Start of Passage given

Uncommon molting strategies can also affect WRP interpretation. For example, some species such as ostriches, albatrosses, and American vultures may lack a preformative molt (Figure 1C). In these cases, FCJ (for juvenile plumage) can be used until the second prebasic molt commences and often indicates a bird that is from 1 to 10–14 months old. Thus far, auxiliary preformative molts have been identified only in a few North American passerines and one South American passerine (Pyle 1997, Johnson and Wolfe 2017), but could potentially occur in a wider range of taxa or in passerines throughout the world. Following Johnson and Wolfe (2017), we recommend the code X for the third position, to account for auxiliary formative molts (FPX) and plumages (FCX). Species that undergo these molts can either lack (Figure 1E) or undergo (Figure 1F) prealternate molts as well, an example of the latter being Indigo Bunting (Passerina cyanea) of North America (Figure 3C). Although the order in which the auxiliary preformative and preformative molts have evolved along ancestral lineages is not yet known (Pyle 2007), for the purposes of WRP coding we assume that the auxiliary preformative molt precedes the preformative molt, based on comparison of molts in related species within at least some avian families (Thompson and Leu 1994). In some species, completion of auxiliary preformative molts may overlap commencement of preformative molts (Pyle 1997); in these cases, we recommend applying the code FPF, as described above.

Likewise, only a few bird species undergo definitive presupplemental molts, including those among ptarmigan, shorebirds, terns, and possibly ducks (Battley et al. 2006, Pyle 2007, 2008, 2013b, 2019). Here we recommend the code S for the third position, to indicate definitive presupplemental molts (DPS) and plumages (DCS). Some of these species appear to undergo first presupplemental molts (FPS) followed by first supplemental plumages (FCS) (Figure 1G). Examples include small shorebirds and terns, and Willow Ptarmigan (Lagopus lagopus) of the Holarctic (Figure 3D), while a few species of terns may also have identifiable second presupplemental molts (SPS) and supplemental plumages (SCS). By contrast, in other species such as ducks, large terns, and large shorebirds, supplemental plumages appear to be restricted to definitive cycles. As with auxiliary preformative molts, presupplemental molts may either precede or follow prealternate molts chronologically within a cycle, depending on how each evolved (Pyle 2007). Additional study is needed on the evolution and sequence of these uncommonly occurring molts and plumages, which we hope to facilitate by providing applicable WRP codes for them.

End of Passage given

→ Problems to solve:
[1] Condense the paragraph beginning "Likewise, only a few bird species" from the passage on molt codes above into a short bulleted list that keeps its main facts.
[2] Resume the passage on molt codes, starting directly after its final sentence.

Start of Data extract

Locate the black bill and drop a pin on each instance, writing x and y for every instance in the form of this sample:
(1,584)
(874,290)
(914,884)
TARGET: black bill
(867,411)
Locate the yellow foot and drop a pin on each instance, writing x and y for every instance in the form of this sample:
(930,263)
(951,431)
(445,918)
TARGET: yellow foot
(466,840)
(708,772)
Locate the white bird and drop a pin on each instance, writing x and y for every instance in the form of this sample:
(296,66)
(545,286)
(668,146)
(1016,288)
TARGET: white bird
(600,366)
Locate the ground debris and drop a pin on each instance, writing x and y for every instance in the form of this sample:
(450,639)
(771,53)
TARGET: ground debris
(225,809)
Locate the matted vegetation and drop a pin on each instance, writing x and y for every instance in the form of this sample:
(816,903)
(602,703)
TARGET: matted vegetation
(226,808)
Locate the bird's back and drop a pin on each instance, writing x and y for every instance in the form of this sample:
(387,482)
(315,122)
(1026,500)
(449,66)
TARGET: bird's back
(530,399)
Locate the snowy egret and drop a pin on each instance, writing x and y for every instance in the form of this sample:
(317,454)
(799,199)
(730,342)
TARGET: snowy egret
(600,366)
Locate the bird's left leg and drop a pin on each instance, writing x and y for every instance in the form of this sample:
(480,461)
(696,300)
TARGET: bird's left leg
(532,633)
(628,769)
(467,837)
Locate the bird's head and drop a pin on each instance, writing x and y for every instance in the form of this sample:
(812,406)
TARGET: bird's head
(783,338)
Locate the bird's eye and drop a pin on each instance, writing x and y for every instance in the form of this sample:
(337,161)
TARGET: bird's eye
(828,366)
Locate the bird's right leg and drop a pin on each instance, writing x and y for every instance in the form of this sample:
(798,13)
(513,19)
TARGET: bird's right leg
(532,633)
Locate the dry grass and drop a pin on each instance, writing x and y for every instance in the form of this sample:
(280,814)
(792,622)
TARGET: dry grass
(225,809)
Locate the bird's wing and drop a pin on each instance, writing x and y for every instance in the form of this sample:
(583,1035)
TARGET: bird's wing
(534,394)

End of Data extract

→ Responses:
[1]
- Only a few bird species, including ptarmigan, shorebirds, terns, and possibly ducks, undergo definitive presupplemental molts.
- The code S is recommended for the third position to indicate definitive presupplemental molts (DPS) and plumages (DCS).
- Some of these species appear to have first presupplemental molts (FPS) followed by first supplemental plumages (FCS). Examples are small shorebirds, terns, and Willow Ptarmigan (Lagopus lagopus) of the Holarctic.
- A few tern species may also have identifiable second presupplemental molts (SPS) and supplemental plumages (SCS).
- In ducks, large terns, and large shorebirds, supplemental plumages appear to be limited to definitive cycles.
- Within a cycle, presupplemental molts may precede or follow prealternate molts, depending on how each evolved.
- More study is needed on the evolution and sequence of these uncommon molts and plumages, and the WRP codes are provided to help with it.

[2]
Unknown Codes

“Unknown codes” provide flexibility within the WRP system and allow users to exclude individuals from data analyses. We recommend continued use of the code U for birds in which the molt cycle, molting status, and/or plumage were uncertain or indeterminable. Examples of unknown cycle codes include UCU, UPU, and UUU to indicate that the cycle (age) is indeterminate. Here we recommend replacing these largely with adjunct codes, but they can continue to be options to provide flexibility for certain specific cases (see below). Unknown plumage codes include FCU, SCU, and DCU for birds in which the cycle is known but the plumage is indeterminate. These codes can account for species in which prealternate molts are either absent or present and, following the period of the prealternate molt, plumage determination can be difficult. Unknown codes can also be used when molt status is unknown (e.g., FUF, FUA, DUB, or DUA), for birds in which neither molt nor plumage is known (e.g., FUU, SUU, or DUU), or for birds in which none of the three parameters are known (UUU). For most programs we anticipate that these unknown codes will be needed only infrequently, and we encourage attempted use of more informative molt and plumage designations, if possible, to further understand the molt and plumage dynamics in their target species.

Adjunct Codes

The WRP system as described above has led to an inability to designate cycle (age) in certain specific situations. To address this limitation, we introduce the use of an optional “adjunct code” before the WRP code for 3 reasons: (1) to enable cohort designation for birds in formative plumage; (2) to better designate a bird’s minimum age, replacing the previously applied “after” designation; and (3) to provide users flexibility to add customized notations depending on their goals. For experienced users, we anticipate that adjunct codes will be needed for only a small proportion of birds (i.e. for the great majority of individuals the adjunct code can be left blank). For the purposes of describing adjuncts to WRP codes we recommend a hyphen (e.g., “M-FCF”; see below), but databases would employ only two fields of 1 and 3 characters for the adjunct and primary codes, respectively.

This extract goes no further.